* **REQUIREMENT**
Filter the entries down to the lines containing "below", and copy those lines.

* **GIVEN DATA**
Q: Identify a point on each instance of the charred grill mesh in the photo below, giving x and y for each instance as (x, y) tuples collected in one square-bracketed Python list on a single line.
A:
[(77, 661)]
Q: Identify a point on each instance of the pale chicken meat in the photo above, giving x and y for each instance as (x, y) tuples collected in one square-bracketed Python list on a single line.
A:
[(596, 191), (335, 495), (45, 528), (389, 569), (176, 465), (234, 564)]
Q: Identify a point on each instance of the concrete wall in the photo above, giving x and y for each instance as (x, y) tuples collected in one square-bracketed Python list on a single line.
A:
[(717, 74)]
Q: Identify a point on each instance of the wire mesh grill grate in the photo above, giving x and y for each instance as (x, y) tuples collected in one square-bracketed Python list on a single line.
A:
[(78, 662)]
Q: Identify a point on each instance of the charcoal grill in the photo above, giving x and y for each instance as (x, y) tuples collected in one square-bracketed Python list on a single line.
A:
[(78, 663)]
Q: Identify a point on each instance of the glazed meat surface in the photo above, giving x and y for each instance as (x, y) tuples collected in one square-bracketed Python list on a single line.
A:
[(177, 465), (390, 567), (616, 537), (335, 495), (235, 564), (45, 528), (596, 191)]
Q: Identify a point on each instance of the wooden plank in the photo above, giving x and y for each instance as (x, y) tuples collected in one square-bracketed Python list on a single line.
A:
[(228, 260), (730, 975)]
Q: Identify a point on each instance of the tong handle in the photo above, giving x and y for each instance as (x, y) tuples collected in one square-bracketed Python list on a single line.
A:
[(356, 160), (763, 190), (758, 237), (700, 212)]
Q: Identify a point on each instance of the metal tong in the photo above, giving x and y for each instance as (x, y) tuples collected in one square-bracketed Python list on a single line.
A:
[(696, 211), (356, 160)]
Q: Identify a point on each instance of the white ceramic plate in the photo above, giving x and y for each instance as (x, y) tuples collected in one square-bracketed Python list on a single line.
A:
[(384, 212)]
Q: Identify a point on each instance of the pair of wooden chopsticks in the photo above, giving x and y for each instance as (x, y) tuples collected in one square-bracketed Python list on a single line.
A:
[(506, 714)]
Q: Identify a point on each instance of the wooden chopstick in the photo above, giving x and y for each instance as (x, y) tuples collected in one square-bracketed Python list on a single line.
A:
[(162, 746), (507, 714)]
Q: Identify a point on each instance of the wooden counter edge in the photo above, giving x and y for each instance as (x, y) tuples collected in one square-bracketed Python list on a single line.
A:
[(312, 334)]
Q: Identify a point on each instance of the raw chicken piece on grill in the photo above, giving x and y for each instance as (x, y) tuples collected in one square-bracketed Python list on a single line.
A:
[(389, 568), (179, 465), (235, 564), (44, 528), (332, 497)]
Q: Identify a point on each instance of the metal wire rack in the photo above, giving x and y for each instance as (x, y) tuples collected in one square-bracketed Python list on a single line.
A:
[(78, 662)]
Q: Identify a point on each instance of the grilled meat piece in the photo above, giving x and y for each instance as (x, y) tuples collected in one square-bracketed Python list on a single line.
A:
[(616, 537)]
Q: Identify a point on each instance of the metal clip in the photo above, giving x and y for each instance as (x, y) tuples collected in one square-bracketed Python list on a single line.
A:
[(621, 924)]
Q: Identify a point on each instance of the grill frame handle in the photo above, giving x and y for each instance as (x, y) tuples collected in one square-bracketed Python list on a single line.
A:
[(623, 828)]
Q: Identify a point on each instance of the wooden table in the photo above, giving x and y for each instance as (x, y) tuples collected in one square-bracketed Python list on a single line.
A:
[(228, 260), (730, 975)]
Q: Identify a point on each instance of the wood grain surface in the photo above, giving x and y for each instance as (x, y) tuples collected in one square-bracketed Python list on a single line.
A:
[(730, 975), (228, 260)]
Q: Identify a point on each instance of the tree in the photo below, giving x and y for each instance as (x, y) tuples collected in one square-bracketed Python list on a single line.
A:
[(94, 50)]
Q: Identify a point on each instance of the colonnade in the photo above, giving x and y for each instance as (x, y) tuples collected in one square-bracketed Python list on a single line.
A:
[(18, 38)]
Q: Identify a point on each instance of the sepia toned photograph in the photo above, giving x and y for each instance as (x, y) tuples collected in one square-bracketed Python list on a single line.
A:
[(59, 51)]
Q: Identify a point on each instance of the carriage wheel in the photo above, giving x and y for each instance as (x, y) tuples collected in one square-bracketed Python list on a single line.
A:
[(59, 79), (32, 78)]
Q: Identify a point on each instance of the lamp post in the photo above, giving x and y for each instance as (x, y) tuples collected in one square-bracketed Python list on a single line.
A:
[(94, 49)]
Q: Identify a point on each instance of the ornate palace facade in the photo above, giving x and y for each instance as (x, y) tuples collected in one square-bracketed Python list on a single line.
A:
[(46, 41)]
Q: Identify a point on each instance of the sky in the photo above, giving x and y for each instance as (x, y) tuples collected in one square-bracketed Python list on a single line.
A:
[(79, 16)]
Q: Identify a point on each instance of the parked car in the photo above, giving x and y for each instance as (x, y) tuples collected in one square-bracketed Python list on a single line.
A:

* **TASK ANSWER**
Q: Identify a point on each instance of the charred grill mesh in the photo below, giving x and y for each instance as (x, y) tuples collected in one square-bracketed Python list on a single line.
Q: Identify a point on each instance of the tree in the photo below, giving x and y for each instance as (x, y) tuples collected in one square-bracketed Python list on a single line.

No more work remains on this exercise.